* **Text shown**
* BEGIN *
What is DataOps?

by | Apr 9, 2021 | Agile Data Governance, Data catalogs

Imagine this: it’s time for your family’s weekend getaway after a tough week at work and school. In the midst of the fun, you get a text that a critical data pipeline broke at work, and you need to fix it immediately.

Now your weekend plans are on hold as you head back to your laptop to fix the issue. Frustrated by work pulling you away from quality family time, your partner asks, “can’t you build something that doesn’t break on Saturday?”

This is exactly what happened to Chris Bergh, CEO of DataKitchen, who shared this anecdote with us at data.world summit 2021.

The pain is real. And you can’t ignore it. Data engineers and scientists are acutely aware of this. Processes breaking, integrations failing, confusing workflows,  suddenly missing or bad data. On the weekends. After hours. The state of data operations today is messy. Fighting endless fires and answering ad-hoc questions and complaints in a constant reactionary state is unsustainable. It limits your potential and slows business ROI.

 

Enter: DataOps

More and better technology is not the way to address these problems (don’t fall into the technology fallacy). Instead, it’s your people, process, systems, and workflows — together.

In the development world, we’d call this DevOps. But analytics can and should be treated like code too. And we need a parallel methodology for data: DataOps.
* END *
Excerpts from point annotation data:
* BEGIN *
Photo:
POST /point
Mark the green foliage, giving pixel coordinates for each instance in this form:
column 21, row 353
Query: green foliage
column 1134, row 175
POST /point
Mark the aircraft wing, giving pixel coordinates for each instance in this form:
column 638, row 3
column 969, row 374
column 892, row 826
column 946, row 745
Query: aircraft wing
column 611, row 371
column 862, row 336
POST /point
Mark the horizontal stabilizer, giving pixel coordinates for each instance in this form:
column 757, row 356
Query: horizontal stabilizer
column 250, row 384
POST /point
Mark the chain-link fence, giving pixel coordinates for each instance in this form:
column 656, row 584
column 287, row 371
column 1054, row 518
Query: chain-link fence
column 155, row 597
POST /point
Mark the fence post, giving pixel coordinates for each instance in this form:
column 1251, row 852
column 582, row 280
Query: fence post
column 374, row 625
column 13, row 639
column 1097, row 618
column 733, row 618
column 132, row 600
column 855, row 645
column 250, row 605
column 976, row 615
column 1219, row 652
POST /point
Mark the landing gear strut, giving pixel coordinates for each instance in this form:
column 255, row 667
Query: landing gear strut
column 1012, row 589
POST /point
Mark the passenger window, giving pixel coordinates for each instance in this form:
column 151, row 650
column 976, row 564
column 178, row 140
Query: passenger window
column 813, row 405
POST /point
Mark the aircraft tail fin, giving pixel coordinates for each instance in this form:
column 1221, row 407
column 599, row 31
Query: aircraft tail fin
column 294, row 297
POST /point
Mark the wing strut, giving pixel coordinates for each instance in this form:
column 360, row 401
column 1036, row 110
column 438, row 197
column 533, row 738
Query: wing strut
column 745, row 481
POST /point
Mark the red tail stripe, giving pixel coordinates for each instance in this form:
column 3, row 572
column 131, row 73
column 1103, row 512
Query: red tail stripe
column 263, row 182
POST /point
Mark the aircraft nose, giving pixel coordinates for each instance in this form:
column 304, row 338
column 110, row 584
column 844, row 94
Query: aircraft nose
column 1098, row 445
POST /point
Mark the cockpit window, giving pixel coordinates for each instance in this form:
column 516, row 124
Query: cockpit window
* END *
* **Exercise instructions**
1. In the DataOps article, at what event did Chris Bergh share his weekend anecdote?
2. Carry the DataOps article forward from its final paragraph.

* **Task answers**
1. data.world summit 2021

2.
DataOps unlocks the flow of data and information between data producers and consumers, allowing them to better use it in their day-to-day work. It considers not just the technology but the people and the process. It enables people to build an efficient, scalable, and maintainable data supply chain.

With DataOps, you can focus on rapidly and reliably getting data to production, enabling trust, and fostering data as a team sport.

 

“You’ll see a 30-40% increase in usage of your data if you actually talk to your users” - Ashleigh Faith, Director at EBSCO during Catalog & Cocktails

Hear our full conversation with Ashleigh Faith in this episode of Catalog & Cocktails.

 

How does it work?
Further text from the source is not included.